> [Data for the task]:
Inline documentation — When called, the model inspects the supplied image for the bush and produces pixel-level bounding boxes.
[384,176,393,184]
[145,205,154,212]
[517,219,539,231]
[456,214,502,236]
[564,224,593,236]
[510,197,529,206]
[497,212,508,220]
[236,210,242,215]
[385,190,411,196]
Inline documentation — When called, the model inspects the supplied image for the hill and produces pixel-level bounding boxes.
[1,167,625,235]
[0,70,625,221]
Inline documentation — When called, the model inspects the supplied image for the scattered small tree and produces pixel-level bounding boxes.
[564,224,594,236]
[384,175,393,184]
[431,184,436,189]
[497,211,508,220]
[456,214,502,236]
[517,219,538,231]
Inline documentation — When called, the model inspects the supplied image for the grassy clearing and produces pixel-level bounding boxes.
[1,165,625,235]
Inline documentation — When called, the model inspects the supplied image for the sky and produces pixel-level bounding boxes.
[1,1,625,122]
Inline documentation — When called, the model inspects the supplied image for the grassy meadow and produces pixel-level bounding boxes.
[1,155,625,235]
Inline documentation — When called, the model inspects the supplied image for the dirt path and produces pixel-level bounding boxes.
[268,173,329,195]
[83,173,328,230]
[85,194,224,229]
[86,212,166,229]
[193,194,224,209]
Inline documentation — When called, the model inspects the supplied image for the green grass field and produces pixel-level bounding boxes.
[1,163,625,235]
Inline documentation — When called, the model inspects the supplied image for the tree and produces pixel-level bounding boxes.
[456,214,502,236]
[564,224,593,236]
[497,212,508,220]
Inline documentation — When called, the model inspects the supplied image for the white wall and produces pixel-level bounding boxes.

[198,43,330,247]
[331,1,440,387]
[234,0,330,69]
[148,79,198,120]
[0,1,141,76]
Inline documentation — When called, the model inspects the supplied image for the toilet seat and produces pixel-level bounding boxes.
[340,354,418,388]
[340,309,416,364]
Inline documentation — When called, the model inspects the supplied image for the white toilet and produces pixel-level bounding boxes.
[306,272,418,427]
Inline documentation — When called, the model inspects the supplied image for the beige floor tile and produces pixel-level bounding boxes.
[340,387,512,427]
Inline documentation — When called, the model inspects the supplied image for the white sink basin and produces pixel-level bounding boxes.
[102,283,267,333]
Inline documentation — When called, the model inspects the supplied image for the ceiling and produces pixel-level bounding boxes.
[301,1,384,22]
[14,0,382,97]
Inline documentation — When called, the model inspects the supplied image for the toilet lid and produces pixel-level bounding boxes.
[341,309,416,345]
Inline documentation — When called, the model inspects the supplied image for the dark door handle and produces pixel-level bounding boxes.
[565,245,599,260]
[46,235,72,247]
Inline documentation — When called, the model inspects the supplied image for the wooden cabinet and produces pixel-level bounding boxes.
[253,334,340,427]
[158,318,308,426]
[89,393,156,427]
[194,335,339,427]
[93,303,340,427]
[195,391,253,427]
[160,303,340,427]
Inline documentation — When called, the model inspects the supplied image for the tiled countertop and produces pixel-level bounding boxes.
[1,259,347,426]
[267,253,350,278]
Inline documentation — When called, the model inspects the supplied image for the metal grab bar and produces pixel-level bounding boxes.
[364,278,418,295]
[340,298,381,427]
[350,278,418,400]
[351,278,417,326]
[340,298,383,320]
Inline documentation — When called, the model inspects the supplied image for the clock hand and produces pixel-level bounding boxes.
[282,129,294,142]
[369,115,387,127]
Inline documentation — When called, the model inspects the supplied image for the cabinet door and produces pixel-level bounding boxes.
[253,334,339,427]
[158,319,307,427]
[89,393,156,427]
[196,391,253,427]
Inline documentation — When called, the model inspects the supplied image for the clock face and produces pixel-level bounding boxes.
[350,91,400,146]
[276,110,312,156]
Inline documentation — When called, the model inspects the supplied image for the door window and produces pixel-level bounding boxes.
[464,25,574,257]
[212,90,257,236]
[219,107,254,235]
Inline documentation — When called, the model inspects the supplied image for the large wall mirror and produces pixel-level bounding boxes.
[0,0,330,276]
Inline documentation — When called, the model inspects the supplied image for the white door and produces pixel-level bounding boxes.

---

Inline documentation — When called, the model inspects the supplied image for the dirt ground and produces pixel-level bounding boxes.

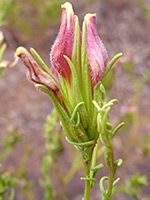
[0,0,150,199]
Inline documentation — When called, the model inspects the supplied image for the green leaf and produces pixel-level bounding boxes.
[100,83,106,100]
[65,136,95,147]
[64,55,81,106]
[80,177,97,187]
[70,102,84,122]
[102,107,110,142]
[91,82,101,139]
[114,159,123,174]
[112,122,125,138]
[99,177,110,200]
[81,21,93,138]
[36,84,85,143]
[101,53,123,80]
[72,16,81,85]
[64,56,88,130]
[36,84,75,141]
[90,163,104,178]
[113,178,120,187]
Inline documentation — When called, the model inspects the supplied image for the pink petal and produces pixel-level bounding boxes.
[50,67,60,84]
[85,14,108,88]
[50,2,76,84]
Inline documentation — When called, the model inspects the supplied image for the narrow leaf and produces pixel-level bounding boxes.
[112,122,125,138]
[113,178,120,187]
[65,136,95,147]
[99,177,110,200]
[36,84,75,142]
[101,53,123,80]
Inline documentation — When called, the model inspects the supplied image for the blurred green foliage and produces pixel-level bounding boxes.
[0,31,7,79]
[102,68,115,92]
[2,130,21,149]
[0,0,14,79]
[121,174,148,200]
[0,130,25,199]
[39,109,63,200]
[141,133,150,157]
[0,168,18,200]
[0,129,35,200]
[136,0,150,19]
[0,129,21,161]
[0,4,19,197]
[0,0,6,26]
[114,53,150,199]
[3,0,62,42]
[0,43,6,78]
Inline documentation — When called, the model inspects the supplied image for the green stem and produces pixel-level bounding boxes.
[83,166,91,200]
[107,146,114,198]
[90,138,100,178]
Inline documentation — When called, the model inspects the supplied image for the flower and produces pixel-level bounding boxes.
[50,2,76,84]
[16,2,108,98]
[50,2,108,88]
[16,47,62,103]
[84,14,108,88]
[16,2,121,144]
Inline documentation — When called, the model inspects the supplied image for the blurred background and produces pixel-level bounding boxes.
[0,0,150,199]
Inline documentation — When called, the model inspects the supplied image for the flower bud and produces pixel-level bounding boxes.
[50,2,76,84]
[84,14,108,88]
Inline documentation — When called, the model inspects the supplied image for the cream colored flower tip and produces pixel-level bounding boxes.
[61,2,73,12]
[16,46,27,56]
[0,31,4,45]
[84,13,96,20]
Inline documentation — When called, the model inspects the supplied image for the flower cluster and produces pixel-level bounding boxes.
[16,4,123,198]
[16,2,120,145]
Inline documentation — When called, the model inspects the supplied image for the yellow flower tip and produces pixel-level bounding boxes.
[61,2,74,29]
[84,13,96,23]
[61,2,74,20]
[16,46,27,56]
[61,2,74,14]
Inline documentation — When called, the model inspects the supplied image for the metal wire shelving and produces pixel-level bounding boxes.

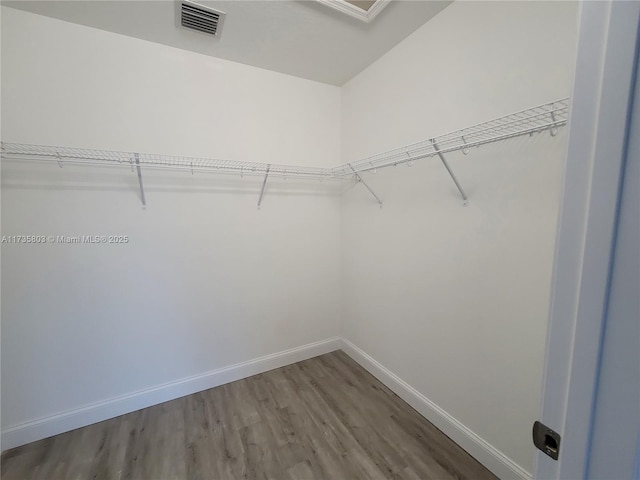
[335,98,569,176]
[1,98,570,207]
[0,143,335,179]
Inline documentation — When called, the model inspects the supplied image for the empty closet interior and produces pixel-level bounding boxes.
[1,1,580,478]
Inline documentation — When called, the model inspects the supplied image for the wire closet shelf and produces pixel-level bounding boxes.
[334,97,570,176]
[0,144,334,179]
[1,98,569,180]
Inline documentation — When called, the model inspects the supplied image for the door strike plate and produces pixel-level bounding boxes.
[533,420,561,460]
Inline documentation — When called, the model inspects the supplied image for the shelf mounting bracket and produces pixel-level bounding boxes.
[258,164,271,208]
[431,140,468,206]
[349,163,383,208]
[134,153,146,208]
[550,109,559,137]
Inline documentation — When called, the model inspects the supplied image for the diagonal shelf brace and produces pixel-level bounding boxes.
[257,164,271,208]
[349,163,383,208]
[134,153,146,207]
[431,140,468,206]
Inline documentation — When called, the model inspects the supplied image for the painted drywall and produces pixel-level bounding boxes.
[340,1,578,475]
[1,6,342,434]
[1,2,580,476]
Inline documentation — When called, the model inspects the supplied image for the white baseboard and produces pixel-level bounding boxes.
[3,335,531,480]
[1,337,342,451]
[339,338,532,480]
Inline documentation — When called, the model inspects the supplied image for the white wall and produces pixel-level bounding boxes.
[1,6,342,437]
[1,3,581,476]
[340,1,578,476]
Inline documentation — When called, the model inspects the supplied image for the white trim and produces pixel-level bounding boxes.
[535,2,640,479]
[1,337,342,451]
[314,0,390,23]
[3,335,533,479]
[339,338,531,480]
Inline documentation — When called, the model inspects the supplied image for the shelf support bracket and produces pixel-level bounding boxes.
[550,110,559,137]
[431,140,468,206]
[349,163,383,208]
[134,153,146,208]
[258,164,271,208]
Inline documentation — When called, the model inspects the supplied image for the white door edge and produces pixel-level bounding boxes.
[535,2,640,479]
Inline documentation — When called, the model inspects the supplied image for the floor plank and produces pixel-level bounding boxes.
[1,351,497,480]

---

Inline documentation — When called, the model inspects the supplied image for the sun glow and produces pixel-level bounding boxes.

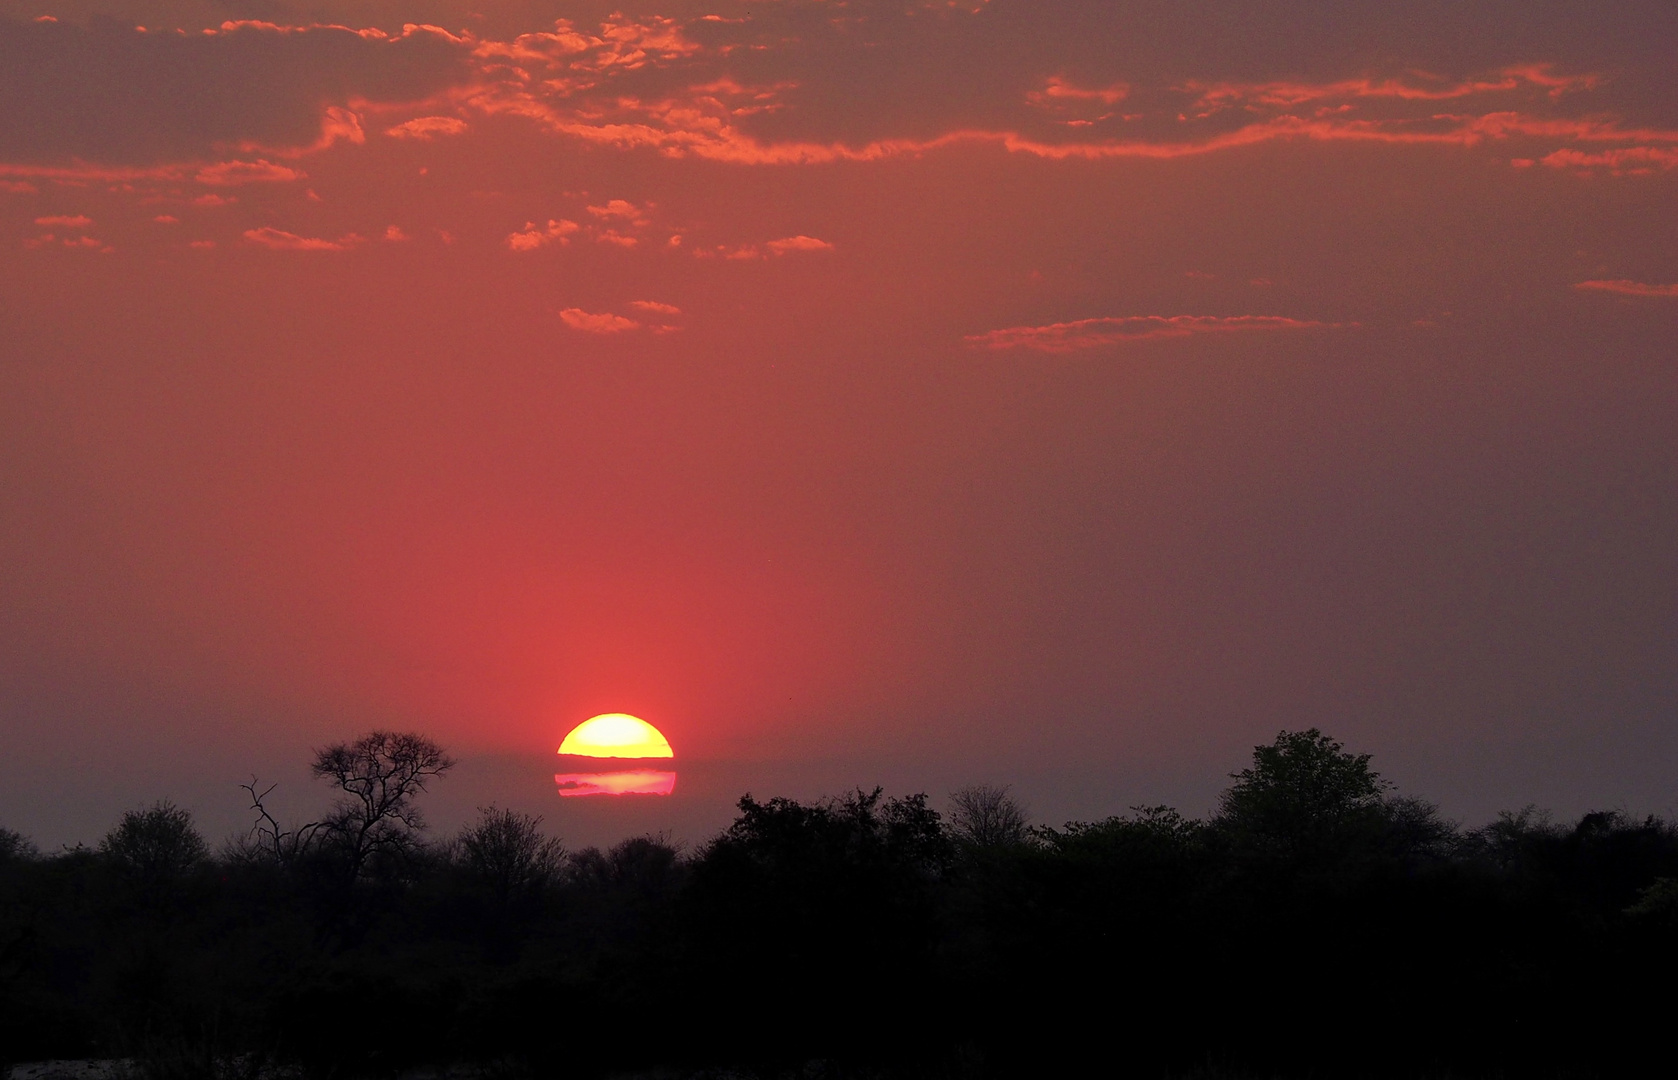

> [Problem]: Please give an exact copy of the lines above, beginning with the line containing "window and produces pixel-level bounding boxes." and running through the line containing "white door and produces pixel-level bounding boxes.", and of no other lines.

> [Answer space]:
Inline documentation — When called, the model inspects the supplied image for the door window and produces pixel-level bounding boxes.
[464,25,574,257]
[212,90,257,236]
[219,107,254,235]
Inline documentation — When called, the model inspects the supplied image for the large wall mirror and produces pixel-level bounding boxes.
[0,0,330,276]
Inline documentation — When called, the model inspects the supplied image for the white door and produces pixel-level bounding boxes.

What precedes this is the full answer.